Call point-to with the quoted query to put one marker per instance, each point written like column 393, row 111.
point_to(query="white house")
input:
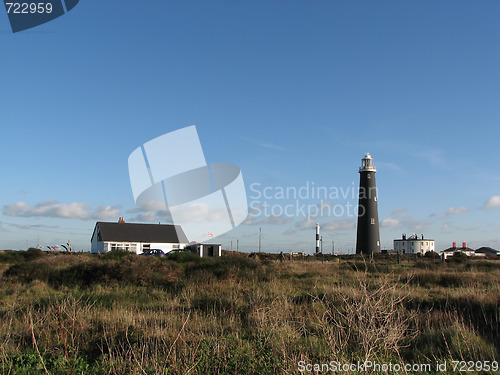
column 137, row 238
column 414, row 245
column 481, row 252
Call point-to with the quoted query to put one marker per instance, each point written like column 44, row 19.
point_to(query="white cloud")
column 275, row 219
column 389, row 223
column 52, row 208
column 457, row 210
column 339, row 225
column 305, row 224
column 16, row 209
column 198, row 213
column 494, row 201
column 397, row 211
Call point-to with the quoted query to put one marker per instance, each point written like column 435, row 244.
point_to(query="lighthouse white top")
column 367, row 164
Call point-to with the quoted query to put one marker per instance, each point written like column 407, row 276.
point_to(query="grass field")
column 119, row 313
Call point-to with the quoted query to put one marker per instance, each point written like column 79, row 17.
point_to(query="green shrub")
column 27, row 272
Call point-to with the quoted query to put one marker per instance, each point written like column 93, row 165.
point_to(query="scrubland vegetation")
column 121, row 313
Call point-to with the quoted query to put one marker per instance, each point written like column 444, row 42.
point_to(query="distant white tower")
column 317, row 238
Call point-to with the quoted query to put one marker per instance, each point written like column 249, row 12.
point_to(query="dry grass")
column 235, row 316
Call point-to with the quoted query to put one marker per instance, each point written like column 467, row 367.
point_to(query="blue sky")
column 293, row 92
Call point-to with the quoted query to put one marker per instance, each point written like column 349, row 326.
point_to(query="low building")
column 414, row 245
column 136, row 238
column 206, row 249
column 488, row 252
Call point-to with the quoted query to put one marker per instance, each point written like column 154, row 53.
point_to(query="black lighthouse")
column 368, row 239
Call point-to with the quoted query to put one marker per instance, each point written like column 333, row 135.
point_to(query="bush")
column 27, row 272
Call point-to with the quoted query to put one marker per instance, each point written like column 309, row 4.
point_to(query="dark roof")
column 486, row 250
column 453, row 249
column 131, row 232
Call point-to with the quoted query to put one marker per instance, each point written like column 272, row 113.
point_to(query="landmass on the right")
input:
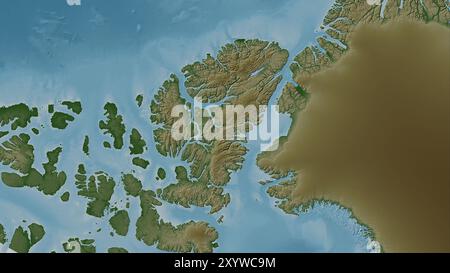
column 371, row 122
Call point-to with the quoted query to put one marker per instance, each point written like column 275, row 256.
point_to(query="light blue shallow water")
column 113, row 50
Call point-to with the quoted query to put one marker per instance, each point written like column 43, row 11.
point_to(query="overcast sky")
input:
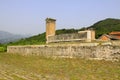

= = = =

Rewrite all of the items above as a numbered list with one line per entry, skipping any blank lines and leaving out the pictures.

* _Problem solution_:
1. Call point-to with the quoted query to put one marker per instance, each point written like column 393, row 111.
2. point_to(query="white house")
3. input:
4. column 137, row 238
5. column 414, row 245
6. column 481, row 252
7. Call point-to with the quoted query to put one marker per instance, each point written like column 44, row 19.
8. point_to(query="white cloud")
9. column 275, row 219
10. column 389, row 223
11. column 52, row 208
12. column 457, row 210
13. column 339, row 225
14. column 305, row 224
15. column 16, row 209
16. column 198, row 213
17. column 494, row 201
18. column 397, row 211
19. Call point-to with the quoted query to put one marker per instance, each point written like column 435, row 244.
20. point_to(query="lighthouse white top")
21. column 367, row 164
22. Call point-to with the quoted query to put one marker per instance, each point written like column 407, row 276.
23. point_to(query="grass field")
24. column 119, row 313
25. Call point-to with the quoted query to put one marker per instance, each point written like column 79, row 17.
26. point_to(query="green shrub")
27. column 27, row 272
28. Call point-to with the quoted query to put one marker per instance, each point written like column 93, row 165.
29. point_to(query="scrubland vegetation")
30. column 121, row 313
31. Call point-to with the quoted query to put one marker per instance, each point written like column 444, row 42.
32. point_to(query="distant white tower")
33. column 317, row 238
34. Call point-to with the quoted query to put one marker per instance, each point written like column 249, row 12.
35. point_to(query="dry grass")
36. column 235, row 316
37. Call point-to with the quoted query to put one marker per instance, each point written like column 467, row 367.
38. point_to(query="blue sky")
39. column 293, row 92
40. Call point-to with the quoted query to put one marker per instance, each point written like column 349, row 326.
41. point_to(query="low building")
42. column 414, row 245
43. column 136, row 238
44. column 206, row 249
45. column 488, row 252
46. Call point-to with the quoted query to put one marker per instance, each point written like column 154, row 53.
47. point_to(query="black lighthouse")
48. column 368, row 239
49. Call point-to with the quoted query to put one marker per instance, each point written like column 333, row 135.
50. point_to(query="bush")
51. column 27, row 272
52. Call point-to with the quoted query to put one marker per instance, each point written like column 309, row 4.
53. point_to(query="dark roof")
54. column 486, row 250
55. column 453, row 249
56. column 131, row 232
57. Call point-to with the quoted query to put one marker per instance, each point written like column 272, row 113.
58. point_to(query="landmass on the right")
59. input:
60. column 371, row 122
61. Call point-to with the quoted query to put one marker per instance, each point written like column 275, row 256.
62. point_to(query="light blue shallow water")
63. column 113, row 50
64. Call point-to with the quoted query to put one marker per instance, each point written like column 43, row 11.
65. point_to(query="overcast sky")
66. input:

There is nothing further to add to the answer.